• _THE DATA_:
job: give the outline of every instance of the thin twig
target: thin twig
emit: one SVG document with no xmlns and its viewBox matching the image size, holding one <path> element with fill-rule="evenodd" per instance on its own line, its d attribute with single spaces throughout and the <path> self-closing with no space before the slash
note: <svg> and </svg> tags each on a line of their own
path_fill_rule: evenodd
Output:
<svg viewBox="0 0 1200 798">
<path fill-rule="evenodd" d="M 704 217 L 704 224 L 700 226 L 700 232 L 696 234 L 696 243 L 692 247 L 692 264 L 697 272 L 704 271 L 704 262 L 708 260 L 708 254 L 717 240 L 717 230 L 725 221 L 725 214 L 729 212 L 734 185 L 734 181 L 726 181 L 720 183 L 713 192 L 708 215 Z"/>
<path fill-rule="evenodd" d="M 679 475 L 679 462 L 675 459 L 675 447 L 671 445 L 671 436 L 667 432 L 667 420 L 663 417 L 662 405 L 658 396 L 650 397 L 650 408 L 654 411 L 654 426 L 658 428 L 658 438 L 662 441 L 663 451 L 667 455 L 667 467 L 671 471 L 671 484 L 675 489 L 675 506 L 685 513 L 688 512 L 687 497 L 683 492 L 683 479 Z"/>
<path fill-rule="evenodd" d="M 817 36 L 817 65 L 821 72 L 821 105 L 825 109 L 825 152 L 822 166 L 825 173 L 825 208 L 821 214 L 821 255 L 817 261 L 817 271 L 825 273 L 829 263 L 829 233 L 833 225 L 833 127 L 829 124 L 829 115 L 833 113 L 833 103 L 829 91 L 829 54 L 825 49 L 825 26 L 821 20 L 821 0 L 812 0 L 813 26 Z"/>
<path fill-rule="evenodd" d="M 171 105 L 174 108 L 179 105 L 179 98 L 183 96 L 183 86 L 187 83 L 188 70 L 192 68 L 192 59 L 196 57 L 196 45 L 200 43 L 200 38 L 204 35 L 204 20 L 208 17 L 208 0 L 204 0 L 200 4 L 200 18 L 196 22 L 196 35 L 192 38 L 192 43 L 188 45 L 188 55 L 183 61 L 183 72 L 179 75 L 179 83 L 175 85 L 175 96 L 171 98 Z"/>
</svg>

• _YOUR INSTRUCTIONS_:
Word for word, extract all the records.

• _ANSWER SPACE_:
job: give the outline of every instance of the thin twig
target: thin twig
emit: one SVG document with no xmlns and its viewBox matching the image size, holding one <path> element with fill-rule="evenodd" per instance on its own line, its d attribute with single spaces throughout and the <path> self-closing with no space before the slash
note: <svg> and </svg> tags each on a line of their own
path_fill_rule: evenodd
Output:
<svg viewBox="0 0 1200 798">
<path fill-rule="evenodd" d="M 704 217 L 704 224 L 700 226 L 700 232 L 696 234 L 696 243 L 692 247 L 692 264 L 697 272 L 704 271 L 704 262 L 708 260 L 708 254 L 717 240 L 717 230 L 725 221 L 725 214 L 729 212 L 734 185 L 734 181 L 726 181 L 720 183 L 713 192 L 708 215 Z"/>
<path fill-rule="evenodd" d="M 679 475 L 679 462 L 675 459 L 675 447 L 671 445 L 671 436 L 667 432 L 667 420 L 663 417 L 662 405 L 658 396 L 650 397 L 650 408 L 654 411 L 654 426 L 658 428 L 658 438 L 662 441 L 663 451 L 667 455 L 667 467 L 671 471 L 671 484 L 675 489 L 675 506 L 685 513 L 688 512 L 687 497 L 683 492 L 683 479 Z"/>
<path fill-rule="evenodd" d="M 817 36 L 817 65 L 821 72 L 821 105 L 825 109 L 825 152 L 822 166 L 825 173 L 825 208 L 821 214 L 821 255 L 817 261 L 817 271 L 825 273 L 829 263 L 829 233 L 833 225 L 833 127 L 829 124 L 829 115 L 833 113 L 833 103 L 829 91 L 829 54 L 825 49 L 825 26 L 821 20 L 821 0 L 812 0 L 813 26 Z"/>
<path fill-rule="evenodd" d="M 171 105 L 174 108 L 179 105 L 179 98 L 183 96 L 183 86 L 187 83 L 188 70 L 192 68 L 192 59 L 196 57 L 196 45 L 200 43 L 200 38 L 204 35 L 204 20 L 208 17 L 208 0 L 204 0 L 200 4 L 200 18 L 196 22 L 196 35 L 192 38 L 192 43 L 188 45 L 188 55 L 183 61 L 183 72 L 179 75 L 179 83 L 175 85 L 175 96 L 171 98 Z"/>
</svg>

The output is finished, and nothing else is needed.